[Opening DATA FOR THIS TASK section]

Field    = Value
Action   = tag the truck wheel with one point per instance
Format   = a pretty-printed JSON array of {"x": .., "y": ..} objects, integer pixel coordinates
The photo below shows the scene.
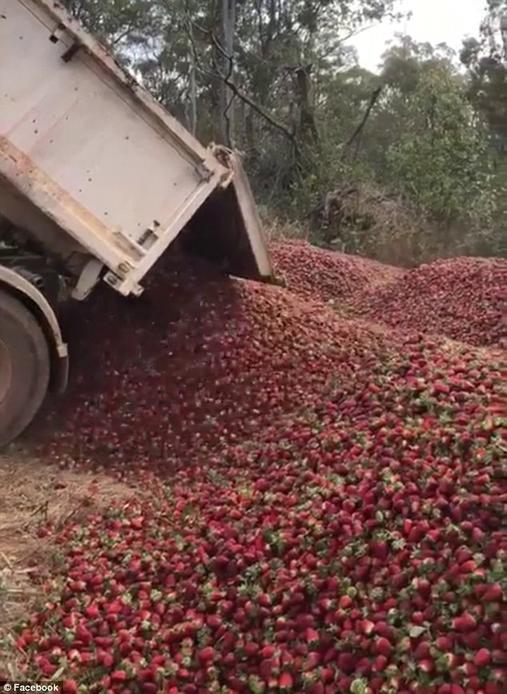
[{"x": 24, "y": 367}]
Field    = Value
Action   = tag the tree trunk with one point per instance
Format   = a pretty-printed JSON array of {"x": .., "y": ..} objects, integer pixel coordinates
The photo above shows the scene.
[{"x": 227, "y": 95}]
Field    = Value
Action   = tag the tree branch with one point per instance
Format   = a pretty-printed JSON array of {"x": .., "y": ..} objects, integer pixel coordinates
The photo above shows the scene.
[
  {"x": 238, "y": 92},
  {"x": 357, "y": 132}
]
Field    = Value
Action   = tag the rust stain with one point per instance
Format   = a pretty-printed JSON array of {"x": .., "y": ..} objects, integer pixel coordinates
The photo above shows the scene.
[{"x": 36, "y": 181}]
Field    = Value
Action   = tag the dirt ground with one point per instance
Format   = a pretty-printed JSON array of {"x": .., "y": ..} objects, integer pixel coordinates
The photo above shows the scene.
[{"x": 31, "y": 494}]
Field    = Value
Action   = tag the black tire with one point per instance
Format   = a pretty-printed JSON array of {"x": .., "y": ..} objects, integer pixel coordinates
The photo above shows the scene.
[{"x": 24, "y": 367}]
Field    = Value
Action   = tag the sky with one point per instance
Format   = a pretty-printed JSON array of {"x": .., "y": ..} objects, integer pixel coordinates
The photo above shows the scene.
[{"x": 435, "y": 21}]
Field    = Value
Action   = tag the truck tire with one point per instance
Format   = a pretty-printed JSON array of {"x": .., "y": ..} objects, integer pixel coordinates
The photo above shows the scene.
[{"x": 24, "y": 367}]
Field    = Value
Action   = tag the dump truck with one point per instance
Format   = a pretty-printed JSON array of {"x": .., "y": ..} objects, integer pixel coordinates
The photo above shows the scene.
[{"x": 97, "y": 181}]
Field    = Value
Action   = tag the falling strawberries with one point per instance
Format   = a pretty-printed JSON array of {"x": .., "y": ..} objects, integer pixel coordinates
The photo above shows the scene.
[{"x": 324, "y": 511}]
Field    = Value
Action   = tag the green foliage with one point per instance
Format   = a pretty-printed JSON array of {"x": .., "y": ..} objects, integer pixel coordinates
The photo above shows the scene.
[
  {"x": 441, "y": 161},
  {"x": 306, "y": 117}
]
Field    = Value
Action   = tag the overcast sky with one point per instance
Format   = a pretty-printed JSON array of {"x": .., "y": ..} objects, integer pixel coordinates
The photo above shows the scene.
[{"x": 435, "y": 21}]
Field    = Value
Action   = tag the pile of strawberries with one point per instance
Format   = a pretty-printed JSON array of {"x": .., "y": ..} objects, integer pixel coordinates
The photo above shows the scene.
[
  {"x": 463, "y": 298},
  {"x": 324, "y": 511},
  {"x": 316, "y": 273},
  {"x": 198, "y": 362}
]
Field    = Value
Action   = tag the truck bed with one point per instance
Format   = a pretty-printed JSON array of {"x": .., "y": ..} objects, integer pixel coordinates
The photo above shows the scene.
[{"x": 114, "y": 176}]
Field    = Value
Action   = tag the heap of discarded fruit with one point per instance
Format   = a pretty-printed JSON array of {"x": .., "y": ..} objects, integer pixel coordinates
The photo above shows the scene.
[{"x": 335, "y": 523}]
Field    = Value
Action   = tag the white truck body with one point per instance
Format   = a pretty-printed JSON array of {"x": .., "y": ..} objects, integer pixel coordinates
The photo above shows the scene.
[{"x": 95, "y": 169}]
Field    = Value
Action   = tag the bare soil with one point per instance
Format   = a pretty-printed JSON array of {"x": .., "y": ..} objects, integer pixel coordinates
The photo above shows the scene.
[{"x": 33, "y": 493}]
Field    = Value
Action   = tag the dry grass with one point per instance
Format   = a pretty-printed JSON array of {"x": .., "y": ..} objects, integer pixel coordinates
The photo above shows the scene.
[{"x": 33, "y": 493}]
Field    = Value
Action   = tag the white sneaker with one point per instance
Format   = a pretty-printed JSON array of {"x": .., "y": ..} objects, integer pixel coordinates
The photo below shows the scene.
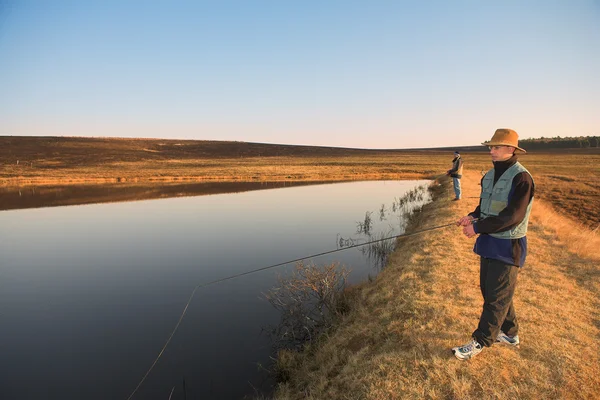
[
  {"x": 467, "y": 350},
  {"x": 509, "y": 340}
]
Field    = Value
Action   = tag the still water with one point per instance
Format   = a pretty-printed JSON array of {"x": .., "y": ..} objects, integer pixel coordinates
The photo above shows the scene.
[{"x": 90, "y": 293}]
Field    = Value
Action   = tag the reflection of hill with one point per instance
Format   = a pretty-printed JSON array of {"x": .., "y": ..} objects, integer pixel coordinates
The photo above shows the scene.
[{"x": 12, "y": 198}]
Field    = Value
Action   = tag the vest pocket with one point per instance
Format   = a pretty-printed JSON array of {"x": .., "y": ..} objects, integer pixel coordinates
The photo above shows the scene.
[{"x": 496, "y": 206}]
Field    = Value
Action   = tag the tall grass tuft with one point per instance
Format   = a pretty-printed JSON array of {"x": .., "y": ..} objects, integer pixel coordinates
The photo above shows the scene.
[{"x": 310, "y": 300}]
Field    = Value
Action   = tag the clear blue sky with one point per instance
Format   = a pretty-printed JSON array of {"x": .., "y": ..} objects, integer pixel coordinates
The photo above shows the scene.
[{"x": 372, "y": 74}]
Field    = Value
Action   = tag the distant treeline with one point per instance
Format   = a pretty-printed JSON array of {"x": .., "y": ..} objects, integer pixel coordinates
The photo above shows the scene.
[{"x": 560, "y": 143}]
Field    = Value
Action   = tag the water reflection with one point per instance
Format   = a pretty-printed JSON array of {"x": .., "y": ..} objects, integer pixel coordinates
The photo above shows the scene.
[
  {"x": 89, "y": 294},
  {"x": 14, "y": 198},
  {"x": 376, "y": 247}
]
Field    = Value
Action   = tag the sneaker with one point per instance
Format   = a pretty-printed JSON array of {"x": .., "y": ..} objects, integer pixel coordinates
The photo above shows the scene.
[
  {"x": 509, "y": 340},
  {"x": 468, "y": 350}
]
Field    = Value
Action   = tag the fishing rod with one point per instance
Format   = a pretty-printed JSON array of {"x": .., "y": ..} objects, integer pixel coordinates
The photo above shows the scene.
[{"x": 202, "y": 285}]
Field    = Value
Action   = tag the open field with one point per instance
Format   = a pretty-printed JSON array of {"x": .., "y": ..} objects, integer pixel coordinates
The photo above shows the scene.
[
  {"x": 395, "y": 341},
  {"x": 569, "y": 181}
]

[Closing DATA FOR THIS TASK section]
[Opening DATA FOR THIS TASK section]

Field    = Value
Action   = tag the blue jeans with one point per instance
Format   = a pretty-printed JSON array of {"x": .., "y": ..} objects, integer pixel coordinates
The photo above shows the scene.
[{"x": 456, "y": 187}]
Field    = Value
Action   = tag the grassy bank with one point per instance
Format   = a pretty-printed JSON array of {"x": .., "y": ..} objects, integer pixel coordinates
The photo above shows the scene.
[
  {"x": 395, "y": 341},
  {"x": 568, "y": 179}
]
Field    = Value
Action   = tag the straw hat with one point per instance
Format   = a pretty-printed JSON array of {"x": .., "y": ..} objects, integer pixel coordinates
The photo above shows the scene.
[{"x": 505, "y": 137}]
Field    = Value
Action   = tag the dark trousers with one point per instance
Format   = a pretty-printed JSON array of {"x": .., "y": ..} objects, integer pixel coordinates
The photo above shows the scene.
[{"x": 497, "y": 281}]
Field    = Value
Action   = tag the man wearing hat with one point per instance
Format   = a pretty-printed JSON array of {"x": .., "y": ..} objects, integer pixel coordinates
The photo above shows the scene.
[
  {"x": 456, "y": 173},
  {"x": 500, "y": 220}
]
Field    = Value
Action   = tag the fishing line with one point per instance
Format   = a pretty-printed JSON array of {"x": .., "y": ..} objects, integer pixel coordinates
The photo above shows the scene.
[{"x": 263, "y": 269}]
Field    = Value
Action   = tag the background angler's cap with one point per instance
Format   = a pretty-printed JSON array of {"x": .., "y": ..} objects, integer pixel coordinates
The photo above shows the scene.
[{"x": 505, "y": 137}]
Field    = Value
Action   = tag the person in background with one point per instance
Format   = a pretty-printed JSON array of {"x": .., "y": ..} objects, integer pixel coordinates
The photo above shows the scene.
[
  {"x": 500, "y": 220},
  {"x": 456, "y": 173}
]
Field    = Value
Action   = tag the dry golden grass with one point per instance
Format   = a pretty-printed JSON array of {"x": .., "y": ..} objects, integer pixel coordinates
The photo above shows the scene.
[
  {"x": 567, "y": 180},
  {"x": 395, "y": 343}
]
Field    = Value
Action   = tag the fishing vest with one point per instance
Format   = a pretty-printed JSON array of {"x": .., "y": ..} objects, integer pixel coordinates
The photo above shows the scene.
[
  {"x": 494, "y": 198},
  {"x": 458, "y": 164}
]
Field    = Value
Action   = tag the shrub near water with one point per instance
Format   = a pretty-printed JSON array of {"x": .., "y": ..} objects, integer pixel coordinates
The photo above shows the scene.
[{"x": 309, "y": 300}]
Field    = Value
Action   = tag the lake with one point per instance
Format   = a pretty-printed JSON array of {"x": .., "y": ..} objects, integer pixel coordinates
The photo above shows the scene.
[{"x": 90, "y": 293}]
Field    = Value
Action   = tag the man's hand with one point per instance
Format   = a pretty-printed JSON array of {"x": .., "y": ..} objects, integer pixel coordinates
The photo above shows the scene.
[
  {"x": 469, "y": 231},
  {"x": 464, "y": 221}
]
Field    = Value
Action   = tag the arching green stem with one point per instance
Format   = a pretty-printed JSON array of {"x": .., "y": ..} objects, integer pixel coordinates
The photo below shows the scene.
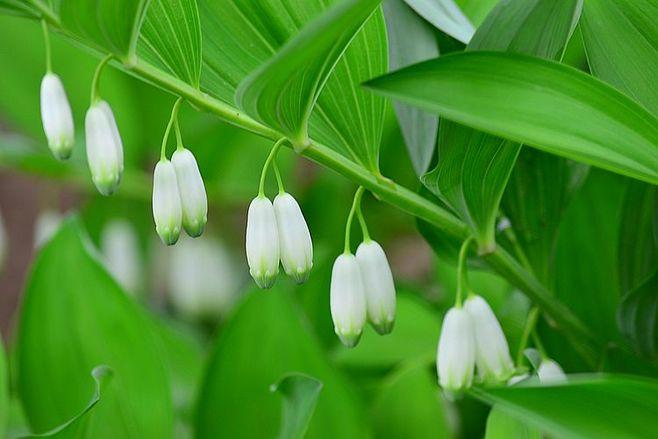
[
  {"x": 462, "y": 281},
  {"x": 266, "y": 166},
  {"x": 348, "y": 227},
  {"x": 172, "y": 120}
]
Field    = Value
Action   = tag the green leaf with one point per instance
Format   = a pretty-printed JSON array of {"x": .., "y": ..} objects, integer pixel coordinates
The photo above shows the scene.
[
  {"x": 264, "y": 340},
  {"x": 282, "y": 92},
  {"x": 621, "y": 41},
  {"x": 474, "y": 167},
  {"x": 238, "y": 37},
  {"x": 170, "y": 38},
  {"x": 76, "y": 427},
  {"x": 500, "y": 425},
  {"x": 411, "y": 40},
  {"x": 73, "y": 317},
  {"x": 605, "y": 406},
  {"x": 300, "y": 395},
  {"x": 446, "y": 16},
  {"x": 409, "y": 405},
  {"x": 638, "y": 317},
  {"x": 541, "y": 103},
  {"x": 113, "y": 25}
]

[Closing DATA FOR THIS TASK section]
[Opening DATA FOR THIS TASK section]

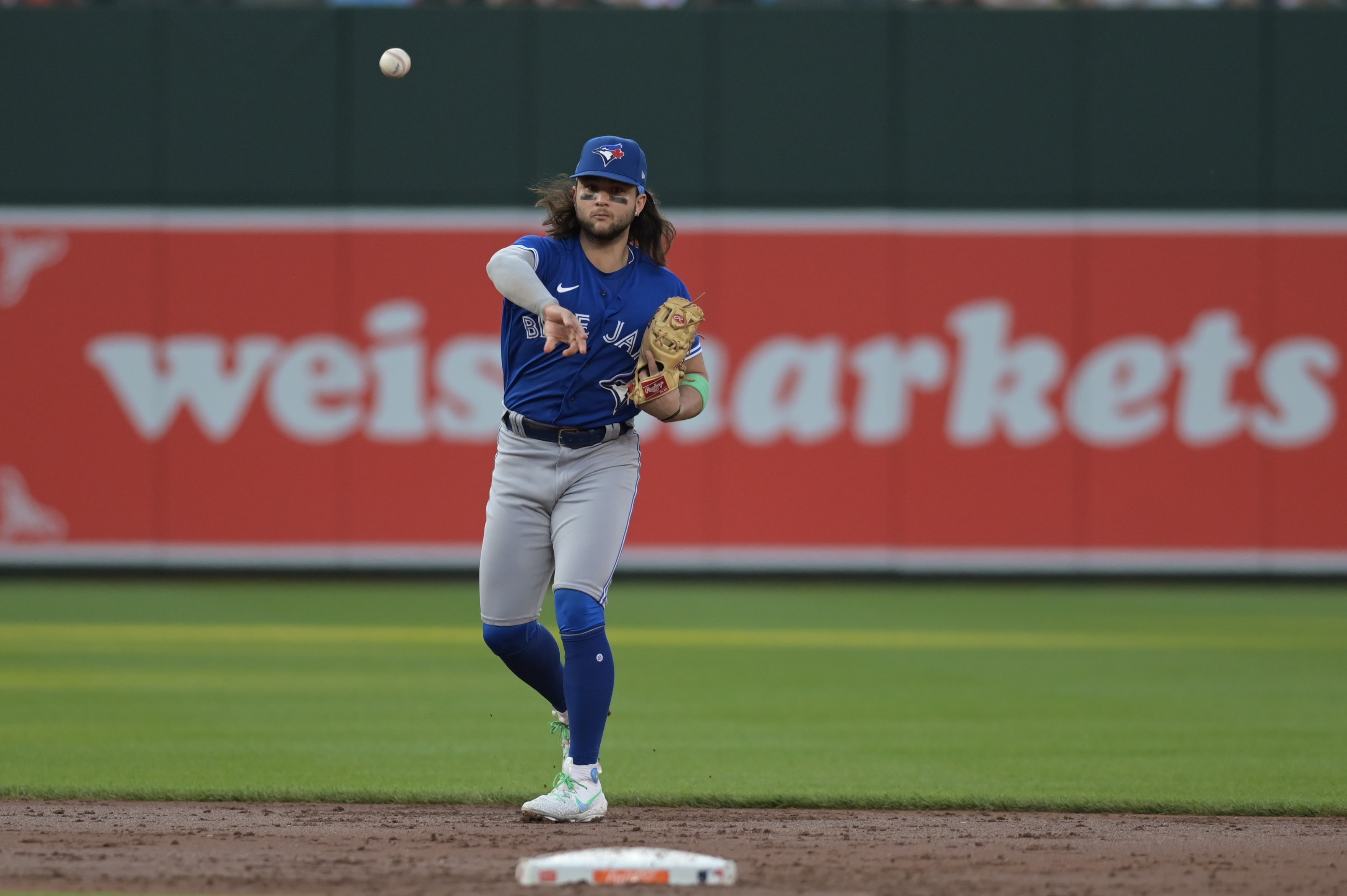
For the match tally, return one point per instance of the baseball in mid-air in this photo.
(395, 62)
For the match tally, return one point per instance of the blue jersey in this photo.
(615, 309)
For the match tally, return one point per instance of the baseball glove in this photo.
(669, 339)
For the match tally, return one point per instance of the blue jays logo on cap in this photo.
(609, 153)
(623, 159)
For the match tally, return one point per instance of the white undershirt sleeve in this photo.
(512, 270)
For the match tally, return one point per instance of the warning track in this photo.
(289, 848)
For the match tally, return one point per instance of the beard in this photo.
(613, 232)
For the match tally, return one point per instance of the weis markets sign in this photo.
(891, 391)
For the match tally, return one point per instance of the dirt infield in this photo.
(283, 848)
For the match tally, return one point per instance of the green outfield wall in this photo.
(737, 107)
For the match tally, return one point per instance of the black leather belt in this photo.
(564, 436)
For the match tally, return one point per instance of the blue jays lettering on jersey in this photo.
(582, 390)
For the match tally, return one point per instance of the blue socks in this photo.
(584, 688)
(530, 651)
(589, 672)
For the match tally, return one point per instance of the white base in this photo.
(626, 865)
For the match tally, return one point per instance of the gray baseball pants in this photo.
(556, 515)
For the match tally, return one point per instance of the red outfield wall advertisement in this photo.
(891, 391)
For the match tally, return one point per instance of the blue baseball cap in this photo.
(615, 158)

[Closing DATA FOR THIS TASK section]

-- WHAT YOU WILL DO --
Taking the entries above, restate exactly those lines that fall between the line with "black tire with one point per instance" and the line with "truck with one point per instance", keeping both of those lines too.

-- EXERCISE RESULT --
Action   = tag the black tire with one point per instance
Format   = a pretty-printed JSON array of {"x": .., "y": ..} objects, integer pixel coordinates
The photo above shows the scene.
[{"x": 24, "y": 367}]
Field    = Value
Action   = tag the sky with one point per instance
Format   = a pretty-printed JSON array of {"x": .., "y": ..} objects, integer pixel coordinates
The photo above shows the scene.
[{"x": 435, "y": 21}]
Field    = Value
Action   = tag the truck tire with one point per instance
Format   = a pretty-printed JSON array of {"x": .., "y": ..} objects, integer pixel coordinates
The photo above shows the scene.
[{"x": 24, "y": 367}]
Field    = Value
Action   = tag the dump truck with one point per instance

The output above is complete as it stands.